Given exercise: Take the entries below and reproduce them word for word.

(Dataset rows on where objects appear)
────────────────
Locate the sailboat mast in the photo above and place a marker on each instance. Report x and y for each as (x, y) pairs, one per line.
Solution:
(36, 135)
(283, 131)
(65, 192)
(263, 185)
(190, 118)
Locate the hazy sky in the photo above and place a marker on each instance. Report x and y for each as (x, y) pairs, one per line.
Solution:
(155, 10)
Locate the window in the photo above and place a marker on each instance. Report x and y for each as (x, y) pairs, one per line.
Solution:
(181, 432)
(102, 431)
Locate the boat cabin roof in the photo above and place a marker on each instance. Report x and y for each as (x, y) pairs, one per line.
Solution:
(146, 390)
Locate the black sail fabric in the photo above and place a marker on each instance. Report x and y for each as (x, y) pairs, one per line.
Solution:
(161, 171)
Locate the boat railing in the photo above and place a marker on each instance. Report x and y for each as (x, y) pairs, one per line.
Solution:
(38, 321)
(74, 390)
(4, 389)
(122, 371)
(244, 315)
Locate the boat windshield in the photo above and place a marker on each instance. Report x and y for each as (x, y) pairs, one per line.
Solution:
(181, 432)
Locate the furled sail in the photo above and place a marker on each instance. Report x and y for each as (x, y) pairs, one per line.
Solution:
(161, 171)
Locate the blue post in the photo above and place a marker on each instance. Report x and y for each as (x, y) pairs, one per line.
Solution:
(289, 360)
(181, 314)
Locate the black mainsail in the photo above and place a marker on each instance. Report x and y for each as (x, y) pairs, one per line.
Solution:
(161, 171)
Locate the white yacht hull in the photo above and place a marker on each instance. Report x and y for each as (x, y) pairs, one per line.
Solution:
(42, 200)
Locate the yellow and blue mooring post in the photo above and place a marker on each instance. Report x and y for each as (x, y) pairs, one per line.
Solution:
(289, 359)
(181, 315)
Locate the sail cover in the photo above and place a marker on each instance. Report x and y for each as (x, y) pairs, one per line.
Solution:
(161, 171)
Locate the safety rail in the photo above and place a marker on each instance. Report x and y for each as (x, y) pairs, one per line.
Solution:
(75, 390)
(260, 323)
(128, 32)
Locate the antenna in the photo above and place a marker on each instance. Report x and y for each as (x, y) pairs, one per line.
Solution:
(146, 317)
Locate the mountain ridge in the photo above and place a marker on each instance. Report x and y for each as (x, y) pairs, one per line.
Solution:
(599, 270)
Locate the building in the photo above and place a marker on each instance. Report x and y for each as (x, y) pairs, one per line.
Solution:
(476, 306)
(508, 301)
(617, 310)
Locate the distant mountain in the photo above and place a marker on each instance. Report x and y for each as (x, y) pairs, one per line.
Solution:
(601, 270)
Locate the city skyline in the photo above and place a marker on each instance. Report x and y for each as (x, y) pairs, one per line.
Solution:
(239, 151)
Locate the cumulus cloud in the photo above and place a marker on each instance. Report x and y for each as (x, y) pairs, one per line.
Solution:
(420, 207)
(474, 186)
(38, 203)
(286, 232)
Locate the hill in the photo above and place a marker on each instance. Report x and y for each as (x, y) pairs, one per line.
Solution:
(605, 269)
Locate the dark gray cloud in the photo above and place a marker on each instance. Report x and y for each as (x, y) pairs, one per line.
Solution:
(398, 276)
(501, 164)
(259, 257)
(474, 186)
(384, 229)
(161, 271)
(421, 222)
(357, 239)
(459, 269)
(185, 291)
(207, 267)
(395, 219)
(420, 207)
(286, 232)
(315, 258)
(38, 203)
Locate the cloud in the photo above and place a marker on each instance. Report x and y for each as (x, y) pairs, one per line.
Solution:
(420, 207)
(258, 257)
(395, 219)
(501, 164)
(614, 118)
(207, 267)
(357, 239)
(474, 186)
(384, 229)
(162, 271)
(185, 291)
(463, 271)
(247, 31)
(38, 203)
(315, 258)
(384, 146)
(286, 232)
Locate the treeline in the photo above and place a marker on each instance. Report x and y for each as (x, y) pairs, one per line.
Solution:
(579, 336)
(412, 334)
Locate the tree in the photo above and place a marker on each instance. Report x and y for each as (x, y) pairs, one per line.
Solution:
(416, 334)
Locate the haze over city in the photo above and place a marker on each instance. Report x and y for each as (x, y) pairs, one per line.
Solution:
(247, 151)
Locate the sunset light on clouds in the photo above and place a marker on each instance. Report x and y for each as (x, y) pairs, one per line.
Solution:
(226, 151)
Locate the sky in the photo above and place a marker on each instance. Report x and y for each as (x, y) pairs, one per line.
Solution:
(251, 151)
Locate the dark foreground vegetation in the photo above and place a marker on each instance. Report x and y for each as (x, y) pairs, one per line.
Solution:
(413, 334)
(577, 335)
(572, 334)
────────────────
Exercise output:
Locate the sailboat mast in the photo above and place a marker on each instance. Report x and y for each as (x, y) pairs, one per line.
Solution:
(36, 135)
(283, 131)
(65, 192)
(263, 185)
(190, 118)
Locate the hazy sky in the photo above and place a marker on each instance. Report x and y for each as (x, y) pairs, one per line.
Solution:
(155, 10)
Locate the window in the photo above and place a marker on each instance. Report x and y for each as (x, y) pairs, one per line.
Solution:
(181, 432)
(102, 431)
Locate the boat cabin roof in the photo above and place a marker on each instance. Report x and y for each as (x, y) pairs, one per line.
Solution:
(146, 390)
Locate the black sail fabric in the photo above and place a marker on each instance. Report x and y for each as (x, y) pairs, one per line.
Solution:
(161, 171)
Locate the boat railing in the photo above and place a marker on each instance. Report x and y for each as (x, y) pairs, one per line.
Solution:
(38, 321)
(74, 390)
(4, 389)
(122, 371)
(244, 315)
Locate the boat windshield in the photo above and place a marker on each instance. Report x and y for each as (x, y) pairs, one per line.
Solution:
(181, 432)
Locate the furled sail in the photo above and place a marker on each instance. Report x and y for each as (x, y) pairs, one per line.
Solution:
(161, 171)
Locate the blue post in the photo above and place a marker on each instance. Report x and y for each as (x, y) pairs, one per line.
Solution:
(289, 360)
(181, 314)
Locate the black mainsail in the photo above and place a marker on each instance. Report x and y for each as (x, y) pairs, one per line.
Solution:
(161, 171)
Locate the white yacht hull in the photo above and place a marker on each instance. Report x and y for each as (x, y) pairs, one per line.
Solution:
(42, 200)
Locate the yellow and blue mooring post in the photo above and place a marker on each instance. Report x and y for each as (x, y) pairs, one per line.
Solution:
(289, 359)
(181, 315)
Locate the sail cover in the photo above and place a marker on each instance. Report x and y for each as (x, y) pairs, one per line.
Solution:
(161, 171)
Locate the safety rail in the photo above and place a marker on each instance. Report x and y for each as (x, y) pairs, one per line.
Solution:
(75, 390)
(260, 323)
(128, 32)
Locate the antenna in the photo above and place a marker on each instance. Report x and y for each as (x, y) pairs, one per line.
Solution:
(146, 317)
Locate the mountain ridge in the photo above and place a marker on each instance. Report x and y for each as (x, y) pairs, one per line.
Solution:
(599, 270)
Locate the building in the photo above and place a marker on each instance. Report x and y for each as (x, y) pairs, one per line.
Solution:
(476, 306)
(508, 301)
(617, 310)
Locate the distant mountain in the photo above and place a marker on each instance. Report x and y for each as (x, y) pairs, one per line.
Solution:
(601, 270)
Locate the city skyline in the photo above and place a marker on each instance. Report x and y for each as (x, y) pairs, one per line.
Solution:
(239, 151)
Locate the cumulus cloud in the photo above and place a marker on each instance. Report x and y for each as (x, y) pairs, one per line.
Solution:
(420, 207)
(474, 186)
(38, 203)
(286, 232)
Locate the hill in the photo above and place a marker on each instance. Report x and y for each as (x, y) pairs, one per line.
Solution:
(605, 269)
Locate the dark gray cloud in the photo above and place a marker on each instance. Report x and y for each as (x, y) pairs, one per line.
Solution:
(398, 276)
(501, 164)
(259, 257)
(474, 186)
(384, 229)
(161, 271)
(421, 222)
(357, 239)
(459, 269)
(185, 291)
(207, 267)
(395, 219)
(420, 207)
(286, 232)
(315, 258)
(38, 203)
Locate the cloud in the photo above and place a marker on each instance. Report x and y for each as (x, y) pairs, one per line.
Solution:
(420, 207)
(258, 257)
(395, 219)
(501, 164)
(614, 118)
(207, 267)
(357, 239)
(474, 186)
(384, 229)
(162, 271)
(185, 291)
(463, 271)
(247, 31)
(38, 203)
(315, 258)
(384, 146)
(286, 232)
Locate the treeline in the photo above and place a marker on each instance. Report x and y for each as (x, y) pairs, one per line.
Solution:
(579, 336)
(412, 334)
Locate the tree in the photo above and place a marker on each instance. Report x and y for each as (x, y) pairs, one per line.
Solution:
(416, 334)
Locate the haze over city in the photo above and place a marker on each instance. Report x and y for each as (x, y) pairs, one per line.
Solution:
(247, 151)
Locate the sunset light on clouds in the photo above and place a marker on each instance. Report x and y for each as (x, y) pairs, one per line.
Solution:
(226, 151)
Locate the sky in the photo above and place a marker on each instance. Report x and y for each as (x, y) pairs, one per line.
Solution:
(251, 151)
Locate the dark foreground vegetation in the photo above and place a marker on each instance. Report x and y for each as (x, y) pairs, one per line.
Solution:
(413, 334)
(577, 335)
(572, 334)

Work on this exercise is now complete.